- [Exercise]:
Copy out exactly the lines from the line containing "system, locate khaki" to the end of the listing.

- [Entries supplied]:
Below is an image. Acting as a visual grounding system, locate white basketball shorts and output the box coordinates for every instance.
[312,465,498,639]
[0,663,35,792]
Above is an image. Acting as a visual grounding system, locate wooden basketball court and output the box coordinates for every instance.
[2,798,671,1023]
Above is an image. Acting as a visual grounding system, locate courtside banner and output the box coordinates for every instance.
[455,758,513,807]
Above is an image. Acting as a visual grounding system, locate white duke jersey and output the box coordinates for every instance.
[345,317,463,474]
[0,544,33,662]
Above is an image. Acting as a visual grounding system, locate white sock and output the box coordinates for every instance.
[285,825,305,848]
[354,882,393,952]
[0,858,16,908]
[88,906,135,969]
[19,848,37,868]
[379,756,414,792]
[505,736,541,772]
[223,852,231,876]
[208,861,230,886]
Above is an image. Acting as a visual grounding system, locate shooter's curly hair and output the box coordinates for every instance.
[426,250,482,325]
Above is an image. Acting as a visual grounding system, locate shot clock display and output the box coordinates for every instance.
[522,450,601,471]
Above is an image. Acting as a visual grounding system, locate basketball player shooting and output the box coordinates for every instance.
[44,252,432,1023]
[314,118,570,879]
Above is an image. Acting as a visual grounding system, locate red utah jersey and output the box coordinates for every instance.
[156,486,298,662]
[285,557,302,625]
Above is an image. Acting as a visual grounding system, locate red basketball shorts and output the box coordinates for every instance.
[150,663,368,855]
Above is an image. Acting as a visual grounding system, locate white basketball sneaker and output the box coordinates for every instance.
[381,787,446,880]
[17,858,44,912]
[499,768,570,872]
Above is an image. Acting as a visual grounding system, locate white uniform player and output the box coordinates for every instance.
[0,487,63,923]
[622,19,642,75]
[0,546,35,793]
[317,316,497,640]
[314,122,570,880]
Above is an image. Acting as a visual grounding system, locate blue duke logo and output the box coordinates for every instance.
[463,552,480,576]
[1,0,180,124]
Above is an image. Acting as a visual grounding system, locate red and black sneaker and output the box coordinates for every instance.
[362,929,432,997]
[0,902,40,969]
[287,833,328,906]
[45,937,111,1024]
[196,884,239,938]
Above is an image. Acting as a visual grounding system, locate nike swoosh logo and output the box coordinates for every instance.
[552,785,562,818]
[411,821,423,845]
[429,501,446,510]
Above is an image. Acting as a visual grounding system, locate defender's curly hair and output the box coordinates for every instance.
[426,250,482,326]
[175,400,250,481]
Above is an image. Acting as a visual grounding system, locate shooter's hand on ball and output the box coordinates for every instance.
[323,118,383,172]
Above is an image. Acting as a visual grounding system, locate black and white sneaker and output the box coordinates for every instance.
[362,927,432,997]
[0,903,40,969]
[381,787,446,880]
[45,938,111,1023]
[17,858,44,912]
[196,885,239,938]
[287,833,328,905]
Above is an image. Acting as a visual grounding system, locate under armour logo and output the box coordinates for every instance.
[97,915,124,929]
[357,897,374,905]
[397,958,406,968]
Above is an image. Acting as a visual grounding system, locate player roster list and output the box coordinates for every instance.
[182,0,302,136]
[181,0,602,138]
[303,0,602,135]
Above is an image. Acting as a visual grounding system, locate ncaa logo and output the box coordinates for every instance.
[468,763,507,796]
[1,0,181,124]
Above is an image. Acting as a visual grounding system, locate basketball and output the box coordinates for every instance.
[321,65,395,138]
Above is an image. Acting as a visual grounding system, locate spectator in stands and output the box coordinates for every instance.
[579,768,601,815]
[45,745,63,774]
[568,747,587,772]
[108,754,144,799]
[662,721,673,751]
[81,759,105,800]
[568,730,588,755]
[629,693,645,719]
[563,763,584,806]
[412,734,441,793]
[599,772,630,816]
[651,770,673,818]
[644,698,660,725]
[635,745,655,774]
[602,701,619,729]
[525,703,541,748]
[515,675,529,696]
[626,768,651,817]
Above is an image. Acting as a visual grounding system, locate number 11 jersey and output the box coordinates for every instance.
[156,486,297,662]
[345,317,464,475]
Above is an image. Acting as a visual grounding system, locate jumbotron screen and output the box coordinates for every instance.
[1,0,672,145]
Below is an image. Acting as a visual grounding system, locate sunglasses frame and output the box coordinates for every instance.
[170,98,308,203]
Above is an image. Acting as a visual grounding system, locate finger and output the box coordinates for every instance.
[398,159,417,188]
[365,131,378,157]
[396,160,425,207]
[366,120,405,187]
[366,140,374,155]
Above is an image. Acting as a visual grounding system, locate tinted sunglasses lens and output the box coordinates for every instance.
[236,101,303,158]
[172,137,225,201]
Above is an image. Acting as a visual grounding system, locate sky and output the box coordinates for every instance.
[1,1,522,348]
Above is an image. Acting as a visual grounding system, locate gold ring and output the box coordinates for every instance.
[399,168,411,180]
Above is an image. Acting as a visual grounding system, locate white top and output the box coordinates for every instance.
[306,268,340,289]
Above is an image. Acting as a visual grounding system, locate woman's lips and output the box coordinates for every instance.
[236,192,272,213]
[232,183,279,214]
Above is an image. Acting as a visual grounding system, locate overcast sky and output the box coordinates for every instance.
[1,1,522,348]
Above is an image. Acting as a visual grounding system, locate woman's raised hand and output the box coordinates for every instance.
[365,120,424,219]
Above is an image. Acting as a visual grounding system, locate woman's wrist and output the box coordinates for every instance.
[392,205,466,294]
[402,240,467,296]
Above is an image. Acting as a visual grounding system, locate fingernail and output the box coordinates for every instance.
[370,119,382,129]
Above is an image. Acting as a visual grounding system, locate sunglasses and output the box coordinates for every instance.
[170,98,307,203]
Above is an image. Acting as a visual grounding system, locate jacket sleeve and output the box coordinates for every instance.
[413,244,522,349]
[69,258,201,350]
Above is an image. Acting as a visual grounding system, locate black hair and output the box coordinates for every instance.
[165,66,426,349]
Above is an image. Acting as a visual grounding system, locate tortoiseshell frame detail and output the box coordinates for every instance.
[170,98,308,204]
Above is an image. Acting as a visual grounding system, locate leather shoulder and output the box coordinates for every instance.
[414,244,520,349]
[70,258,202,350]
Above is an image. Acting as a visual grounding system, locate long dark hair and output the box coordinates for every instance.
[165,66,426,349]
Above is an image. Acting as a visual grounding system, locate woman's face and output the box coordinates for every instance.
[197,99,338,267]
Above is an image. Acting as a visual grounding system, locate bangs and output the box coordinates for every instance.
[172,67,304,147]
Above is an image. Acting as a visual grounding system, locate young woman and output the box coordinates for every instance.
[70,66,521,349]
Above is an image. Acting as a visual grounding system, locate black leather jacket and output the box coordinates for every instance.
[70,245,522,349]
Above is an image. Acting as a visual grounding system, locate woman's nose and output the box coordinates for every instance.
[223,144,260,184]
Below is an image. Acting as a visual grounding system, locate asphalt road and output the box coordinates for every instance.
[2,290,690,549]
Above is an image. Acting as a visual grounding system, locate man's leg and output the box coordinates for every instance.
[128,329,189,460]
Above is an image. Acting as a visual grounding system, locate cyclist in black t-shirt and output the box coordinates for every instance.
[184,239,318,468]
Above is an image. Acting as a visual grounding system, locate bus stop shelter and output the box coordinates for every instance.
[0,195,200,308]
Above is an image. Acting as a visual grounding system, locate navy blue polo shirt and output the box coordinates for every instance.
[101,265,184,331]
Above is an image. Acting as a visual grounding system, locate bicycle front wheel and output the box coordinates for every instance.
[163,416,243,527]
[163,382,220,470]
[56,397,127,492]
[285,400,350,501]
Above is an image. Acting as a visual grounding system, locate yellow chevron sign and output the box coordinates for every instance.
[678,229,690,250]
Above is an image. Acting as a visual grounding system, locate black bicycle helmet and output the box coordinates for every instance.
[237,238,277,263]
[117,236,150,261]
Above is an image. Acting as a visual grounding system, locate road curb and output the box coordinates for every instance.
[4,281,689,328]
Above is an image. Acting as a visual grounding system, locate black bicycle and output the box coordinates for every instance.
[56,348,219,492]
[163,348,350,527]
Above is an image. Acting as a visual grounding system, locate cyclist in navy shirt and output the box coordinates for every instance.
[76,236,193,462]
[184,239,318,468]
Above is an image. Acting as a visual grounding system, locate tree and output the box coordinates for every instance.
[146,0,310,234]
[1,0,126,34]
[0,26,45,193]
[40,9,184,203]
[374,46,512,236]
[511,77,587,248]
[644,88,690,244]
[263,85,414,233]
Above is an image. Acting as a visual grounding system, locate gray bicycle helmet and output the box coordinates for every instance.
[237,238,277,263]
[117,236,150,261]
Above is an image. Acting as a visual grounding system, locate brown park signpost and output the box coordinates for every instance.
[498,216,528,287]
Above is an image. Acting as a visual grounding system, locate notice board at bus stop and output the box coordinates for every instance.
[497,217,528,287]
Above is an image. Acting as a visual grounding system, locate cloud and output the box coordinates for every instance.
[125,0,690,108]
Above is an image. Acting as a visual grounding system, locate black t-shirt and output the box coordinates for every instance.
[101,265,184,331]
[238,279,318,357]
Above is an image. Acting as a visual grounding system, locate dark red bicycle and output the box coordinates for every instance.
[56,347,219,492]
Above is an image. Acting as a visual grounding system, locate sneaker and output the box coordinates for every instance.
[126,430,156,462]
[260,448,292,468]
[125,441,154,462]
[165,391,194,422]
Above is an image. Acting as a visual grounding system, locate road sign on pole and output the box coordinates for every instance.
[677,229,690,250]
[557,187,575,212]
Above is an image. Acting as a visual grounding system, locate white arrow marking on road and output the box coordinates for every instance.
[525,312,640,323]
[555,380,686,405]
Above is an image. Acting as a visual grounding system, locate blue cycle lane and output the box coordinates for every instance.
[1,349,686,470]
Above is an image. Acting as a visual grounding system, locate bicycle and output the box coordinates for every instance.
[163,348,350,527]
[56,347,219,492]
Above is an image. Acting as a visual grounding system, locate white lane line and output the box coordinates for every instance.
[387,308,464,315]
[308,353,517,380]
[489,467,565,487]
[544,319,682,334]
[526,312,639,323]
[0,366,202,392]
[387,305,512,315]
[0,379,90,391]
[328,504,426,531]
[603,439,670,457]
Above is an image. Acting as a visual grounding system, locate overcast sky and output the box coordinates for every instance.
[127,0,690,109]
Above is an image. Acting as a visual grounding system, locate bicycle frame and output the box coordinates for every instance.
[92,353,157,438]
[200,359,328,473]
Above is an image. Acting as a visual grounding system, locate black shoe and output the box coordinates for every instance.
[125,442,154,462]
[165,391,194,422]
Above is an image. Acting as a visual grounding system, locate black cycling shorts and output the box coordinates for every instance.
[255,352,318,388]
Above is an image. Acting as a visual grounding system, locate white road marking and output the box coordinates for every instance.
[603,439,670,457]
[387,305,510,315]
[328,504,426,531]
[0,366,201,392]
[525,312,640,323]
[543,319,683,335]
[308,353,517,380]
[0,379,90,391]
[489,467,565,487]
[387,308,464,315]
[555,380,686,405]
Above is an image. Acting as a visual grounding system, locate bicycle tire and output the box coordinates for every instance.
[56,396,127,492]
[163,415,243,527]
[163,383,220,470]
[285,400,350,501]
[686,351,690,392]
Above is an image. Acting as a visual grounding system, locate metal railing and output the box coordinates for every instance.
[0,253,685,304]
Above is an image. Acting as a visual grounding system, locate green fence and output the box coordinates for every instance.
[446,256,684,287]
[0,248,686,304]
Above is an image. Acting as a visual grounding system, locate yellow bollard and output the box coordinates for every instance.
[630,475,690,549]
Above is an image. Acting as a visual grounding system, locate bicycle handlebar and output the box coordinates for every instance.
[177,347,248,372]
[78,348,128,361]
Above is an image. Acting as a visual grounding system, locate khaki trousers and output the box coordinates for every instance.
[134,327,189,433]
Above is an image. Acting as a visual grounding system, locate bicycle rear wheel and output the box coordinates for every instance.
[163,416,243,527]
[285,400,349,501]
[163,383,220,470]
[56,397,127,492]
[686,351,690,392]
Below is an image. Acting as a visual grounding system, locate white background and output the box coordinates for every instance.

- [Task solution]:
Above is an image. Acting as a visual grounding system, locate khaki trousers and output the box coordinates for every instance.
[134,327,189,433]
Above is an image. Acting as a visual grounding system, locate bicycle rear wheel and output the box coordinates for every instance.
[163,416,243,527]
[285,400,349,501]
[163,383,220,470]
[56,397,127,492]
[686,351,690,392]
Below is an image. Acting as a visual grounding system, locate white background and output the box coordinates for every instance.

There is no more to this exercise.